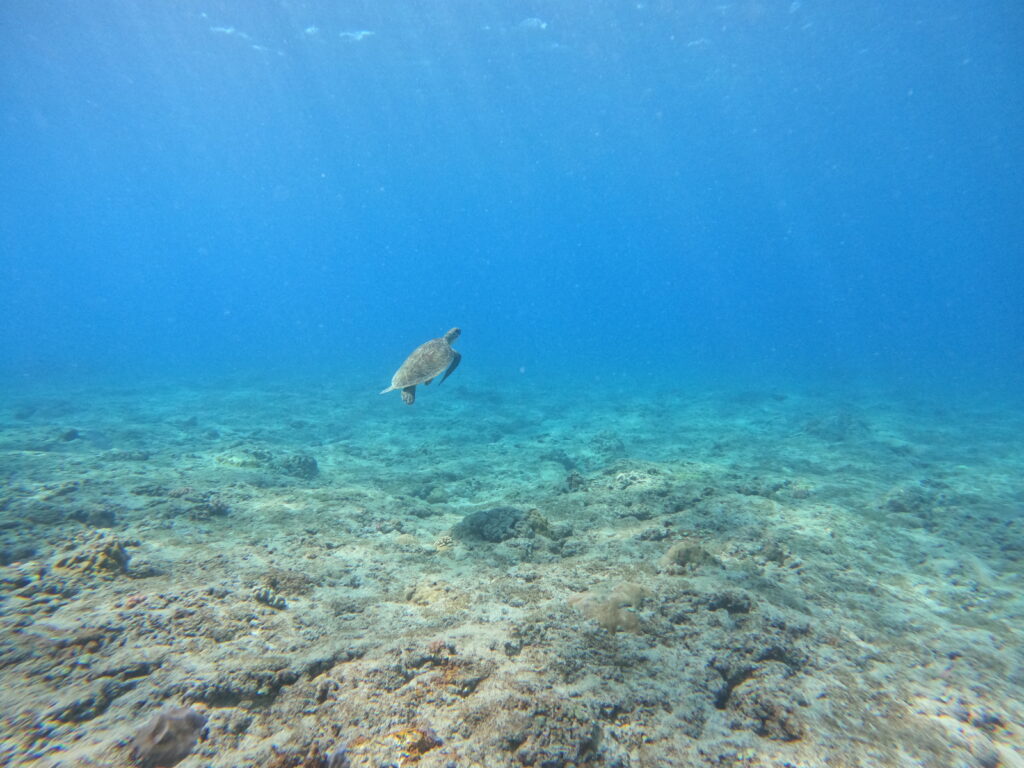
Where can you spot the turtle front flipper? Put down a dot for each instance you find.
(455, 364)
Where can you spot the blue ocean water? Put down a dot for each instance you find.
(643, 190)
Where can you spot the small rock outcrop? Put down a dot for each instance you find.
(168, 738)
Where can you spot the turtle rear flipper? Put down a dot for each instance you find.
(455, 364)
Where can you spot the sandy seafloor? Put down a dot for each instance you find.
(511, 574)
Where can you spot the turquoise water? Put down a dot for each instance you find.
(729, 473)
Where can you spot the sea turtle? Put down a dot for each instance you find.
(426, 361)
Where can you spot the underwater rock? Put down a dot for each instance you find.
(302, 466)
(501, 523)
(168, 738)
(126, 456)
(537, 730)
(270, 598)
(614, 610)
(96, 517)
(686, 556)
(103, 554)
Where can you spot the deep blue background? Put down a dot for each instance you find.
(816, 190)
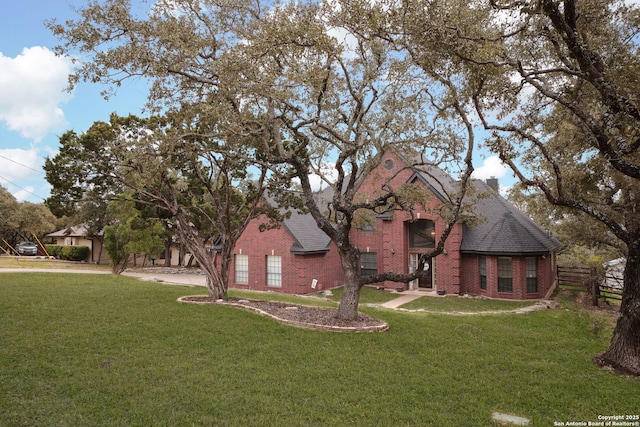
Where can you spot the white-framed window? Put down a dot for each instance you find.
(483, 272)
(368, 264)
(242, 269)
(505, 274)
(532, 275)
(274, 271)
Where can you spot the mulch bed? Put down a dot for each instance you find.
(320, 318)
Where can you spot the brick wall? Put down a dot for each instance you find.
(298, 271)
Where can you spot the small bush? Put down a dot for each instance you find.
(54, 250)
(71, 253)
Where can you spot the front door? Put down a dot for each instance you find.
(426, 281)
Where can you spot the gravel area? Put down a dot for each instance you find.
(299, 315)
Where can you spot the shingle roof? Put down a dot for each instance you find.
(308, 236)
(76, 231)
(503, 229)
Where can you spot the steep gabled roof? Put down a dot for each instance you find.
(504, 229)
(309, 239)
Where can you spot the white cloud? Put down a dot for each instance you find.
(32, 86)
(24, 194)
(492, 167)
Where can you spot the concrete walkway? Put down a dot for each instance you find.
(403, 298)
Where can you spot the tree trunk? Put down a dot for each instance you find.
(348, 309)
(624, 352)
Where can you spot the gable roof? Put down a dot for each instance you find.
(503, 229)
(309, 238)
(76, 231)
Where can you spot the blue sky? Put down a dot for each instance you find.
(35, 110)
(34, 107)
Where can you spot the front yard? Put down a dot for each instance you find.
(101, 350)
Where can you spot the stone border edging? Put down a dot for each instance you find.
(304, 325)
(541, 305)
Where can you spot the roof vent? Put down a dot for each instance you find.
(493, 183)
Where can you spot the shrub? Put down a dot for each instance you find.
(71, 253)
(54, 250)
(75, 253)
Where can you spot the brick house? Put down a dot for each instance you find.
(500, 254)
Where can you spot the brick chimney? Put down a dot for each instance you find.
(493, 183)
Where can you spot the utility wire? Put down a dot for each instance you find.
(24, 166)
(21, 187)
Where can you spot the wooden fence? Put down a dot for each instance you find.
(587, 279)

### DESCRIPTION OF THE TASK
Put the rows above into a two-column CSV with the headers text and points, one line per row holding its text and its points, each in a single quoted field with line breaks turned into spaces. Leave the pictures out.

### TASK RESPONSE
text,points
"Where can you spot the turtle front flipper? Put down a dot for each instance you find.","(455, 364)"
"Where can you spot the blue ocean water? Put down a dot for each instance you find.","(643, 190)"
"Where can you spot the small rock outcrop? Put down a dot for each instance you find.","(168, 738)"
"Where can you spot the turtle rear flipper? Put down a dot for each instance you find.","(455, 364)"
"Where can you spot the sandy seafloor? Put down a dot for each instance you find.","(511, 574)"
"Where can you spot the turquoise water? Put down a dot for each instance you find.","(729, 473)"
"Where can you spot the sea turtle? Put down a dot for each instance you find.","(426, 361)"
"Where can you spot the underwater rock? Put down a dot for each instance you find.","(302, 466) (501, 523) (168, 738) (126, 456) (537, 730) (270, 598) (614, 610) (96, 517) (686, 556) (103, 554)"
"Where can you spot the deep blue background? Put down a dot for each instance you find.","(816, 190)"
"Where can you spot the white-framed window? Put down a dot for each instance you find.","(483, 272) (368, 264) (242, 269) (505, 274) (532, 275) (274, 271)"
"Where can you spot the mulch bed? Put down a dot for each instance you find.","(320, 318)"
"Where can you spot the brick wall? Put down a dot for each instance you find.","(298, 271)"
"Where can you spot the small bush? Put down a dot for each instance you find.","(54, 250) (71, 253)"
"Where can you spot the front door? Put down a dot for each instance you find.","(426, 281)"
"Where can you spot the gravel area? Put down a dot for each instance you find.","(299, 315)"
"Where can you spot the shingle roof? Put down a dot for each instance you find.","(308, 236) (76, 231) (503, 229)"
"Where can you spot the steep gabled roof? Put down a dot for each instance you find.","(504, 229) (309, 239)"
"Where can you spot the white cloud? Put down a dot for each instance you find.","(32, 86) (24, 194) (492, 167)"
"Where can you spot the concrete walkway? Put down a dot for each instance you find.","(403, 298)"
"Where can you spot the tree trunk? Put down a dot for each instance you find.","(348, 309) (624, 352)"
"Where can you spot the gable roof? Put down a dot for each instance you find.","(503, 229) (309, 238) (76, 231)"
"Where can you spot the blue sky? Put down a dot for each instance you find.","(35, 110) (34, 107)"
"Where can you spot the front yard? Put down a dot for each instance you find.","(101, 350)"
"Where can you spot the stone border edging? Put down a dot for each instance you find.","(304, 325) (541, 305)"
"Where can you spot the roof vent? Put down a dot for each instance you find.","(493, 183)"
"Where can you spot the shrub? Put down a dot for each instance you find.","(71, 253) (54, 250) (75, 253)"
"Where can you spot the brick house? Put down a dot for each instance you find.","(500, 254)"
"Where can you spot the brick chimney? Put down a dot for each instance you find.","(493, 183)"
"Where can you spot the utility wire? Put down a dot for each instance you find.","(24, 166) (21, 187)"
"Where can you spot the wooden fence? Put down a dot for each instance you find.","(587, 279)"